Study text:
_ _ _ _ _

Characteristics of participants enrolled
Figure 1 illustrates the process of selecting the participants. A total of 3785 participants with complete data included in this study. The distribution of characteristics from NHANES (2009–2010, 1999–2000) for selective participants grouped by different sum TFAs (quartiles, Q1–Q4) is shown in Table 1. Palmitelaidic acid, vaccenic acid, elaidic acid, and linolelaidic acid showed distribution differences with statistical significance (all P < 0.05). Furthermore, subjects with increased sum TFAs had reduced PA, alcohol drinks, and proportion of prescribed medications, elevated age, total cholesterol, triglyceride, LDL-C, uric acid, serum albumin, urinary albumin, urinary creatinine, ACR, BMI, SBP, DBP, waist circumference, and decreased AST, SCr, HDL-C in our study. Compared with the various groups, there is no statistical significance observed in gender, poverty-to-income ratio, ALT, eGFR, hypertension history, NAFLD, coronary heart disease, and diabetes history. Most participants were non-Hispanic white individuals, and the following were Mexican American.
The regression analysis between TFAs and ACR
To clarify the relationship between TFAs and ACR, we constructed a weighted linear regression model (Table 2). Out of all the outcomes, we discovered a statistically significant positive correlation between elaidic acid, linolelaidic acid, sum TFAs, and ACR in all the models. In model 3, the positive association still remained stable, which indicates that the ACR increased by 0.74 mg/g (0.24, 1.24), 0.83 mg/g (0.15, 1.50) and 0.66 mg/g (0.11, 1.22) for each additional unit of log2-elaidic acid, log2- linolelaidic acid and log2-sum TFAs, respectively (all P < 0.05). Moreover, in our study, there was no significant relationship found between palmitelaidic acid, vaccenic acid and the ACR in model 3. Additionally, we transformed TFAs from continuous variables to categorical variables (quartiles) for sensitivity analysis and its calculated P for trend (Table 3). Compared with the lowest corresponding quartile, the ACR increased by 2.02 mg/g (0.76–3.28, P = 0.0017) in the highest elaidic acid quartile, and increased by 1.46 mg/g (0.19–2.73, P = 0.0244) in the highest sum TFAs quartile (all P < 0.05). Differences with no statistical significance were observed in the highest palmitelaidic acid quartile, vaccenic acid quartile and linolelaidic acid quartile compared to the lowest corresponding quartile. However, all P for trend values were less than 0.05. Moreover, we discovered the statistically significant inverse association between TFAs and eGFR in all models (Table S1), which could further confirm the adverse effect of TFAs on renal function.

_ _ _ _ _

Given data:
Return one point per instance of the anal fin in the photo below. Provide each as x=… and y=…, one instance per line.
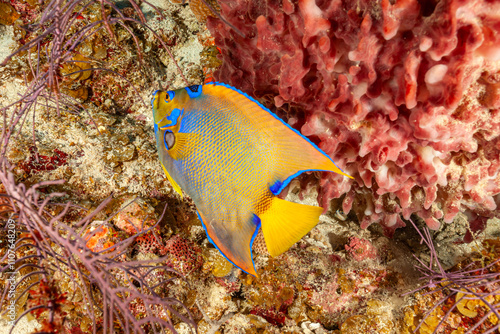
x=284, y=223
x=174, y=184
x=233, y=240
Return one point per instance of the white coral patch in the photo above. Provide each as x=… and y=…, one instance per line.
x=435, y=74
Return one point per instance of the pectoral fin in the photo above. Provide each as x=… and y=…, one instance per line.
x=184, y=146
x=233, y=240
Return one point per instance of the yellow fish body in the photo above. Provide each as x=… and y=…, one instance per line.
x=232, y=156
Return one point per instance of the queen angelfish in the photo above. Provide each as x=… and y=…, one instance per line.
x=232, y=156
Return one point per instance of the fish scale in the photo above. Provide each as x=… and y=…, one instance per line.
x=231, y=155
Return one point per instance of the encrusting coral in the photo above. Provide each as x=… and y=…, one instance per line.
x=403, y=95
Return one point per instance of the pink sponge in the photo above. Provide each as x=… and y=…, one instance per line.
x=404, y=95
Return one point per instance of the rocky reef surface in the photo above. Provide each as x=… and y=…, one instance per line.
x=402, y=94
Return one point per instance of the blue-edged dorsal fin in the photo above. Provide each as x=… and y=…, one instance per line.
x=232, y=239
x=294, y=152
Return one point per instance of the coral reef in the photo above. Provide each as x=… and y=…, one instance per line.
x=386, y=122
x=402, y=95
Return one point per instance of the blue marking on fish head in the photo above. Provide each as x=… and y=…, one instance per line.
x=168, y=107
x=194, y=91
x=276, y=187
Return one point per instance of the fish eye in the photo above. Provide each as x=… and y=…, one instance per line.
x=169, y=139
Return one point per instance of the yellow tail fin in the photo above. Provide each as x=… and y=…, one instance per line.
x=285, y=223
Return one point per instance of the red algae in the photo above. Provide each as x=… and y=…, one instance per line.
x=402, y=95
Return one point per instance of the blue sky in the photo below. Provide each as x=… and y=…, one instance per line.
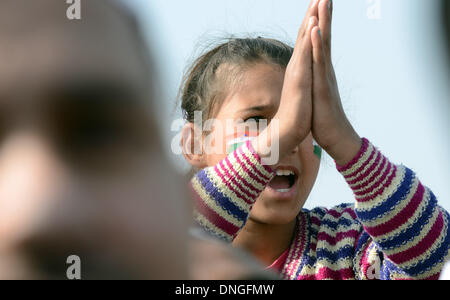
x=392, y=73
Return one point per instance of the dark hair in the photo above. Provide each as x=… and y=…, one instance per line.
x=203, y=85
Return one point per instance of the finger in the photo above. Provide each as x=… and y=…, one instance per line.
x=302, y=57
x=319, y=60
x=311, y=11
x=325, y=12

_ _ _ _ _

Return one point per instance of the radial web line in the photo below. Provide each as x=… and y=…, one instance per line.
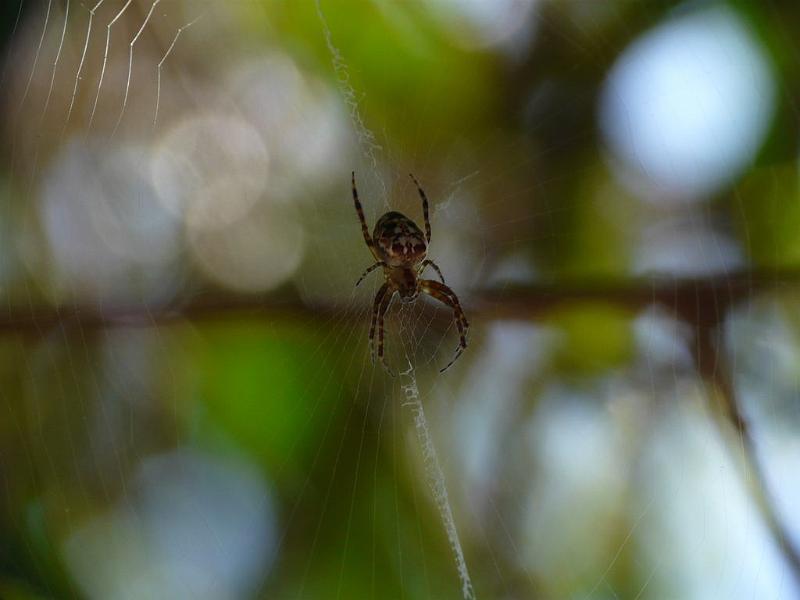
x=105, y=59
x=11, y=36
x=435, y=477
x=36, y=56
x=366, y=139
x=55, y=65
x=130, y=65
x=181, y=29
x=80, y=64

_ _ _ _ _

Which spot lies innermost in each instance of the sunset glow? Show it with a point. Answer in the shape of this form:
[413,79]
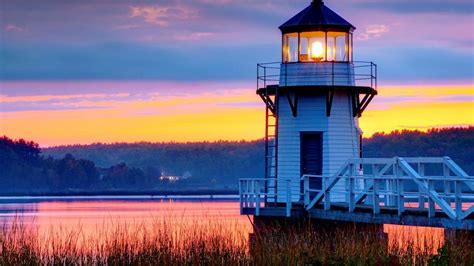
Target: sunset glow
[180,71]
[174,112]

_ _ _ _ _

Your goal: Pick up the study text on trans fatty acids and kidney function after its last sentence and keep writing it.

Exercise response:
In addition, we found age, gender, race, hypertension, AST, SCr, and serum albumin persisted as statistically significant factors in relation to the ACR in the fully adjusted model (Table S2). ACR increased by 2.51 mg/g in female participants (P < 0.001) in comparison with male participants. When compared with Mexican American, ACR decreased by 1.46 mg/g in non-Hispanic Black (P = 0.033). The ACR decreased by 2.21 mg/g in non-hypertension compared with hypertension (P < 0.001). Per unit increase in AST, SCr, and serum albumin, the ACR increased by 0.04 mg/g (P = 0.006), 0.09 mg/g (P < 0.001), and 0.39 mg/g (P < 0.001), respectively.
XGBoost algorithm model for machine learning
In order to select the TFAs with the most significant impact on ACR, the XGBoost model was constructed to test the relative importance among circulating TFAs (Fig. 2). Circulating TFAs’ variables included palmitelaidic acid, elaidic acid, linolelaidic acid, and sum TFAs. We discovered that sum TFAs were the most important factor in the ACR, followed by elaidic acid, palmitelaidic acid, and linolelaidic acid. This is consistent with the results of the regression analysis.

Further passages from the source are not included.